Coordinate annotation entries:
Start

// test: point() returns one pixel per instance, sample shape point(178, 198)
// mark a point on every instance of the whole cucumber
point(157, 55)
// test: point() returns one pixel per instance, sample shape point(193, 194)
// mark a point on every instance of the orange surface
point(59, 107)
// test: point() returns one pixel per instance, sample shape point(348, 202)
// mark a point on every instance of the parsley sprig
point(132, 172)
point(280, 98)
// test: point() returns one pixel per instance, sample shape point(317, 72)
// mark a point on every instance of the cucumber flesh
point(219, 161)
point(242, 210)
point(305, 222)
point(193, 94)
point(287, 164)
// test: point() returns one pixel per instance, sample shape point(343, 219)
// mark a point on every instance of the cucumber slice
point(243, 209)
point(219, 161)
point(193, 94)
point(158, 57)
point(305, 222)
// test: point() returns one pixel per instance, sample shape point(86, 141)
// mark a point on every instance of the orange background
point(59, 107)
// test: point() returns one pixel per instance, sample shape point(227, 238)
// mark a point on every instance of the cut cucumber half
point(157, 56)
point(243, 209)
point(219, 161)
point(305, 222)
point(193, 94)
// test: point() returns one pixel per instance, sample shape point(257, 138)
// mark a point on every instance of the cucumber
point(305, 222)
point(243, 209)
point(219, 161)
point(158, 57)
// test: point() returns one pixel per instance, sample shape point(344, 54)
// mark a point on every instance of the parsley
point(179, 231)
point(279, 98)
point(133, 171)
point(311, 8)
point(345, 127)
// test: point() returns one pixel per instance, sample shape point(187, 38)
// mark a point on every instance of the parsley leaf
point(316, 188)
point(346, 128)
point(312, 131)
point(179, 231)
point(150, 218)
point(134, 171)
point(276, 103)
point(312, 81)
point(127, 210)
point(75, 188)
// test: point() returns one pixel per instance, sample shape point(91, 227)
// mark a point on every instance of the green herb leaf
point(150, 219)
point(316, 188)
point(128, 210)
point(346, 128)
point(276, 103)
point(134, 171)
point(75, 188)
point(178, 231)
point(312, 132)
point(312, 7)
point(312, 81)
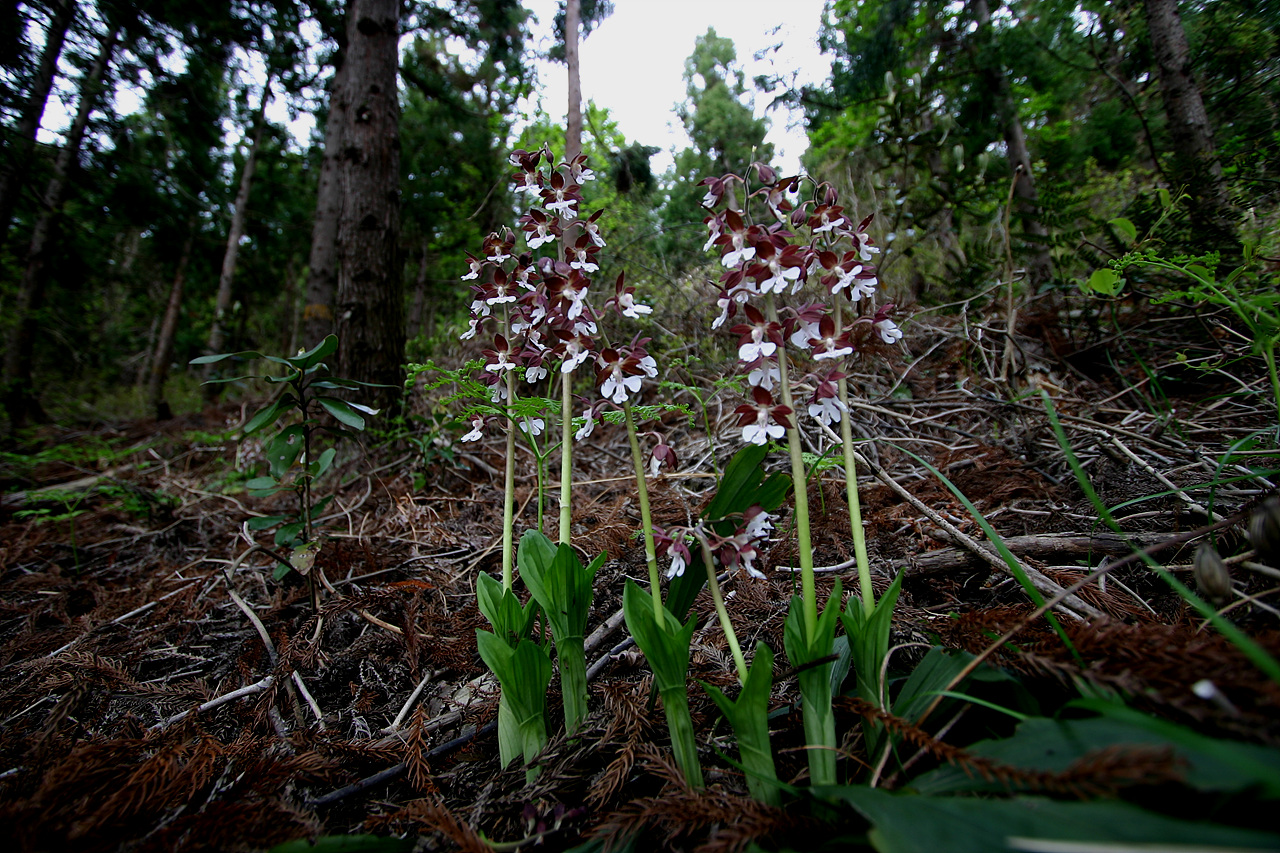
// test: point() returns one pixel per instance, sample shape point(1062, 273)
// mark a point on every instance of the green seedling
point(293, 464)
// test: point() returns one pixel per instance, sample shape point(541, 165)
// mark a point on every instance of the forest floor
point(141, 710)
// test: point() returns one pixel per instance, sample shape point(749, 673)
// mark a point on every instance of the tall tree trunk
point(574, 126)
point(32, 112)
point(370, 287)
point(1040, 264)
point(19, 397)
point(223, 300)
point(323, 265)
point(1196, 162)
point(420, 284)
point(169, 329)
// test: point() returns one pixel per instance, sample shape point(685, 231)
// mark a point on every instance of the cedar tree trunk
point(1040, 264)
point(19, 397)
point(169, 329)
point(14, 168)
point(370, 288)
point(223, 301)
point(574, 126)
point(323, 264)
point(1196, 162)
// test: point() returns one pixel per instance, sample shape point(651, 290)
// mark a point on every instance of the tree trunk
point(223, 301)
point(574, 126)
point(19, 397)
point(370, 288)
point(323, 265)
point(32, 112)
point(1196, 162)
point(169, 329)
point(420, 284)
point(1040, 264)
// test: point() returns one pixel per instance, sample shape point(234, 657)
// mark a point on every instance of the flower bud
point(1265, 530)
point(1212, 578)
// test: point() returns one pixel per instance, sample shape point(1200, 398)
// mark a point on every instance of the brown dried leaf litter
point(109, 648)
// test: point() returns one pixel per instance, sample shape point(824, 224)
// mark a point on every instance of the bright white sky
point(634, 63)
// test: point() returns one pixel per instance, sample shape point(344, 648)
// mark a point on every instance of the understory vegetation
point(920, 500)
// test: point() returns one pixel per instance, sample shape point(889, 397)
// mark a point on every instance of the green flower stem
point(855, 509)
point(650, 552)
point(804, 652)
point(713, 584)
point(566, 455)
point(572, 660)
point(749, 716)
point(664, 643)
point(801, 495)
point(680, 724)
point(508, 500)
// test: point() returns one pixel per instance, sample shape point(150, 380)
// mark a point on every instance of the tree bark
point(159, 372)
point(1040, 263)
point(19, 397)
point(323, 264)
point(223, 300)
point(574, 124)
point(1196, 162)
point(370, 290)
point(32, 112)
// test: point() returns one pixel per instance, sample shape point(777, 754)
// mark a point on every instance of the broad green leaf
point(664, 646)
point(741, 475)
point(314, 356)
point(284, 448)
point(868, 641)
point(324, 463)
point(305, 556)
point(1105, 281)
point(932, 674)
point(288, 534)
point(220, 356)
point(342, 411)
point(269, 415)
point(259, 484)
point(749, 717)
point(914, 824)
point(1041, 744)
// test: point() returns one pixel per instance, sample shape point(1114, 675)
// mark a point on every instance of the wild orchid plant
point(766, 261)
point(540, 305)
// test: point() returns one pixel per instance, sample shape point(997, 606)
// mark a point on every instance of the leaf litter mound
point(141, 710)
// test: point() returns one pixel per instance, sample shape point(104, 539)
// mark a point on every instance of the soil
point(141, 710)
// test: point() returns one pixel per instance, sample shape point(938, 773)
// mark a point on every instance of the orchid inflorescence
point(791, 347)
point(777, 259)
point(540, 302)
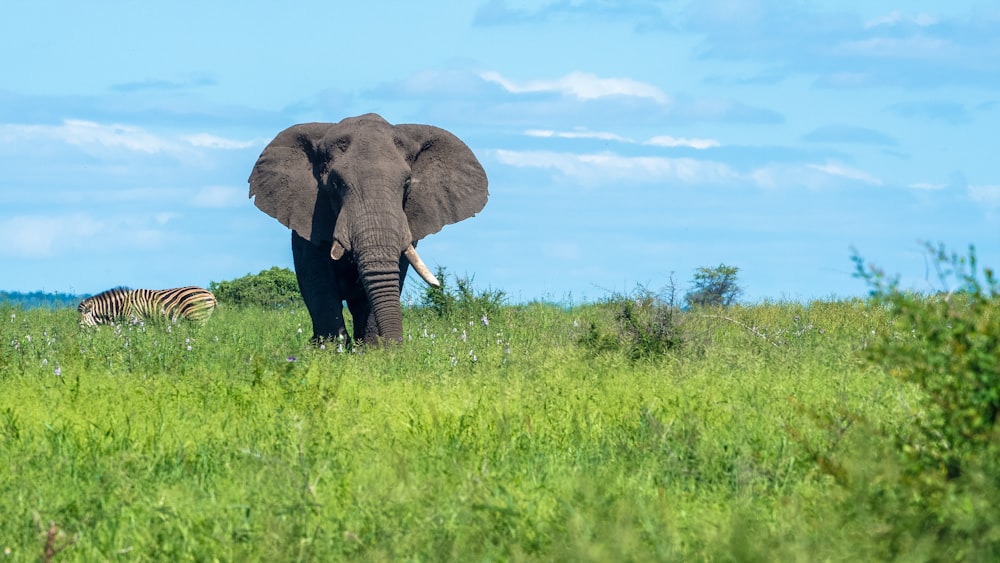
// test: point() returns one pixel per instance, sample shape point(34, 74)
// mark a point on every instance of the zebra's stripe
point(119, 304)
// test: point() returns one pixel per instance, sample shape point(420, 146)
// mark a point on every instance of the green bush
point(714, 287)
point(276, 287)
point(929, 488)
point(462, 300)
point(643, 325)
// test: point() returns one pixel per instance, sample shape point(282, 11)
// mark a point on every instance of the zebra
point(123, 304)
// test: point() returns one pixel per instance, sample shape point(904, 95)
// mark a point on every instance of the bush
point(463, 300)
point(276, 287)
point(948, 345)
point(930, 489)
point(714, 287)
point(645, 325)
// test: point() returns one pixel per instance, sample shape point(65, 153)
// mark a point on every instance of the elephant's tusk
point(420, 267)
point(337, 250)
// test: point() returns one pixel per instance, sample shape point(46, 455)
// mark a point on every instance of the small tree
point(714, 287)
point(276, 287)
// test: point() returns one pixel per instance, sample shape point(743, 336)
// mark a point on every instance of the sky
point(627, 142)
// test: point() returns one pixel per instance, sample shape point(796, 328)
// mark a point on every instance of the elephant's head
point(365, 191)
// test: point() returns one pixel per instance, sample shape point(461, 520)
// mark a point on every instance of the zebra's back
point(193, 303)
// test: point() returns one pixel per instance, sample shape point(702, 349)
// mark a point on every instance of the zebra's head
point(87, 315)
point(103, 307)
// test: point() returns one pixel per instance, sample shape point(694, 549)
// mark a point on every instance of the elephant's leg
point(318, 283)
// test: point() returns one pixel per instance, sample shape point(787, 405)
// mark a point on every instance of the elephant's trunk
point(381, 281)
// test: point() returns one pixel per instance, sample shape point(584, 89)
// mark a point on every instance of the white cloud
point(668, 141)
point(917, 47)
point(220, 196)
point(33, 236)
point(986, 195)
point(846, 172)
point(927, 186)
point(658, 141)
point(609, 167)
point(89, 136)
point(205, 140)
point(581, 85)
point(577, 135)
point(897, 17)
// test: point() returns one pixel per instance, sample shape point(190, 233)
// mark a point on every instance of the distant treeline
point(40, 299)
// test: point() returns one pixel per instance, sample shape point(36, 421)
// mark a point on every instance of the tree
point(714, 287)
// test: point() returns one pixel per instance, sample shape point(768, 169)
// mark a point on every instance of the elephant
point(358, 195)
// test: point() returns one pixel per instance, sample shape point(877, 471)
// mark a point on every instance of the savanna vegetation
point(630, 429)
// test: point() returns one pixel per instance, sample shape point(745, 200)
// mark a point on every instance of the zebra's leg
point(317, 277)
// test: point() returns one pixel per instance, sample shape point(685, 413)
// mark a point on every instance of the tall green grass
point(496, 437)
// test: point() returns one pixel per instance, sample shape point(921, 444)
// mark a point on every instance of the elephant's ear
point(447, 183)
point(284, 182)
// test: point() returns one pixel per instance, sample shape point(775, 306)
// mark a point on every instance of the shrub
point(463, 299)
point(714, 287)
point(948, 345)
point(276, 287)
point(645, 325)
point(929, 489)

End

▶ WHAT IS BEING ASKED: Lay out the lines from the start of the entries through the line containing "point(280, 98)", including that line, as a JSON list of strings with one string per line and blank lines omitted.

▶ RESULT FOR THIS TASK:
[
  "// test: point() returns one pixel per instance, sample shape point(178, 198)",
  "// mark a point on every instance of the whole cucumber",
  "point(157, 55)",
  "// test: point() returns one pixel per instance, sample shape point(193, 194)",
  "// mark a point on every instance of the orange surface",
  "point(59, 107)",
  "// test: point() returns one pixel per instance, sample shape point(348, 202)",
  "// mark a point on every instance of the parsley sprig",
  "point(132, 172)",
  "point(280, 98)"
]